| Short problem a |
Rescale the records between the line holding "Identify the position of each instance of the woman" and the end of the records, inclusive, and give those lines again with their requests. Multiply every point coordinate in the answers by 2.05 and round each result to a whole number, with halves rounded up.

| Document segment |

====

Sunday Sermonette

Blog Post
In Venezuela

Things have stabilized. The Socialist dictatorship has not sent the army to kill the opposition because of dire warnings from both the US and Russia.

You never know when that may change, but for the moment, Maduro hasn’t accepted exile in Russia and the newly formed and recognized government has not been able to gain the traction necessary to oust Maduro and his band of thugs.

There are politicians in the USA that really want to turn the nation into a bad carbon copy of Venezuela. Riches to rags can turn them a quick buck and living out the rest of your life in Switzerland, spending what you were able to steal, watching your former country collapse appeals to them. None of them have American hearts.

The Green New Deal
Sometimes when people sit around a bar and drink shots, the talk gets outrageous and the more alcohol is consumed, the more crazy it gets. I think that’s how the Green New Deal came to pass. A bunch of progs drinking box wine and peyote had a bad reaction to the combination.

====

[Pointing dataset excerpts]
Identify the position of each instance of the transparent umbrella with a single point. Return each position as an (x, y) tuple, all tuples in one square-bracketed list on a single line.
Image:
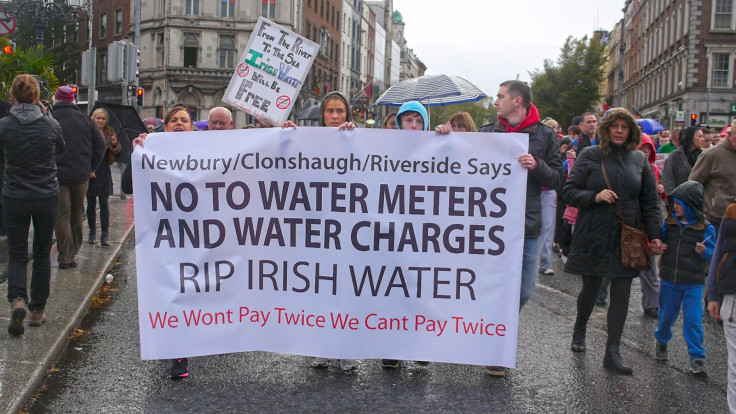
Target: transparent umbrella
[(431, 90)]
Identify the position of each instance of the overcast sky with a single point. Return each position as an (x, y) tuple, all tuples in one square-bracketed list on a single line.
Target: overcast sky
[(490, 41)]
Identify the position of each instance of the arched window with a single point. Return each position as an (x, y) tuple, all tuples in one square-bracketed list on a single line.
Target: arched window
[(191, 50), (227, 51)]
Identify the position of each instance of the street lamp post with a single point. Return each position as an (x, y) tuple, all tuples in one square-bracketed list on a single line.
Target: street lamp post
[(40, 12)]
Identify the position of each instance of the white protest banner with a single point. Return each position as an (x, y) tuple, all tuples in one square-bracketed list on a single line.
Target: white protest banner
[(341, 244), (270, 72), (659, 161)]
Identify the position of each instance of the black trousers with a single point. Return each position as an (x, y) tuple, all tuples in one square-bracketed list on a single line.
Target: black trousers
[(104, 212), (618, 307), (18, 215)]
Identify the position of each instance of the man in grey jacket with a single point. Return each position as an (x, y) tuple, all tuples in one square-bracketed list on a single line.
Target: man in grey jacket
[(85, 148), (516, 113)]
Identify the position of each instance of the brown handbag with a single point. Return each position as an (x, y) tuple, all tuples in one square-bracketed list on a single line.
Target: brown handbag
[(635, 250)]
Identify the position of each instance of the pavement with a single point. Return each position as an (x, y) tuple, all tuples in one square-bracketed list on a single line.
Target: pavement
[(25, 360)]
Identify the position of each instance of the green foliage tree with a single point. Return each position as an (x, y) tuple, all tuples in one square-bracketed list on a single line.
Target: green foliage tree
[(60, 39), (572, 85), (482, 112), (33, 61)]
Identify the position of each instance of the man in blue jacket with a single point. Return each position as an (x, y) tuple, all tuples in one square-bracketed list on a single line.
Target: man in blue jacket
[(517, 113)]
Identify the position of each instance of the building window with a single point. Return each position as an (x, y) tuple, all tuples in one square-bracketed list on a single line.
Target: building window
[(268, 9), (118, 21), (720, 70), (103, 25), (227, 8), (227, 52), (723, 15), (192, 7), (102, 74), (191, 49)]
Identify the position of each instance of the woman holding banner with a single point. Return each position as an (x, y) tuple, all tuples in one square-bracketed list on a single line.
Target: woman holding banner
[(176, 120), (595, 253), (100, 182), (334, 111)]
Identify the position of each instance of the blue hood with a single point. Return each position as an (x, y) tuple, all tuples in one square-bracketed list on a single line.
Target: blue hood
[(412, 106), (690, 216)]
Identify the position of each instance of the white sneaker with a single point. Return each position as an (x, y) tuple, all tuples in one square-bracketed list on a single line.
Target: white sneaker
[(318, 362), (348, 365)]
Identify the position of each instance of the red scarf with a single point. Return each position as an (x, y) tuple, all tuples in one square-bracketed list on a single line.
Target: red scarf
[(532, 117)]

====

| Short problem b |
Continue the blog post on Venezuela and the Green New Deal from where it stops.

| Task response a |
Identify the position of each instance of the woman holding banner with a single point. Return each position as an (x, y) tuple, all tuples in one square-bracketed list on a single line.
Target: woman holding banner
[(361, 246), (1220, 519), (205, 373), (685, 228)]
Identify the position of each instance of the blue hood with a single point. Return each position as an (x, y) tuple, all tuples in one square-bracketed list on a single line.
Target: blue hood
[(845, 217), (1415, 443)]
Identify the position of each instance of the white sneaker with a single point. Return each position as an (x, y) tuple, all tuples in one square-bracketed list on a single line.
Target: white sneaker
[(652, 742), (713, 748)]
Identify the position of each instance of the red scarf with a single point. Return each position as an (x, y) tuple, all tuples in one square-bracketed list on a single line.
Target: red scarf
[(1091, 240)]

| Task response b |
Kimberly Stossel (WSJ) By the end of the Green New Deal resolution (and accompanying fact sheet) I was laughing so hard I nearly cried. If a bunch of GOPers plotted to forge a fake Democratic bill showing how bonkers the party is, they could not have done a better job. It is beautiful. #GreenNewDeal

Eliminating air travel was a fun development that didn’t fly with the Hawiians. Sen Mazie Hirono (D-HI) on Ocasio-Cortez’s Green New Deal & trying to eliminate air air travel. “That would be pretty hard for Hawaii.” No problem, if you want to see Hawaii, take a sail boat.
In fact much of the Green New Deal works to eliminate industrial society by taking things back to the 1800’s, all the while, establishing a socialist state with strict government control on everything. In exchange for giving up your freedom, they’ll “take care of you”. And that always works out, doesn’t it?
How good is the Green Deal? Spartacus Booker supports it. That sealed it for me.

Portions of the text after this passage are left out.